**WHAT YOU WILL DO**
Reproduce the lines of each item below without any changes.

Dataset items:
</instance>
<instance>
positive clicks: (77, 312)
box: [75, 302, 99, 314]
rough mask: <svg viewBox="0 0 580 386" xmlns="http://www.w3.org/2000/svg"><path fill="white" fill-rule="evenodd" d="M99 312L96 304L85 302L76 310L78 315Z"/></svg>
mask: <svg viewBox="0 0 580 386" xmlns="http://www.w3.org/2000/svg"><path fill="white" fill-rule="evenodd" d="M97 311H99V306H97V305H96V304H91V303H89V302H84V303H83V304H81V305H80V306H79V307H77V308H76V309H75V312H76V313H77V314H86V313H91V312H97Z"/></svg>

**EXERCISE SOLUTION**
</instance>
<instance>
positive clicks: (77, 312)
box: [75, 302, 99, 314]
rough mask: <svg viewBox="0 0 580 386" xmlns="http://www.w3.org/2000/svg"><path fill="white" fill-rule="evenodd" d="M99 312L96 304L85 302L76 310L78 315Z"/></svg>
mask: <svg viewBox="0 0 580 386" xmlns="http://www.w3.org/2000/svg"><path fill="white" fill-rule="evenodd" d="M97 311H99V306H97V305H96V304H91V303H89V302H84V303H83V304H81V305H80V306H79V307H77V308H76V309H75V312H76V313H77V314H86V313H91V312H97Z"/></svg>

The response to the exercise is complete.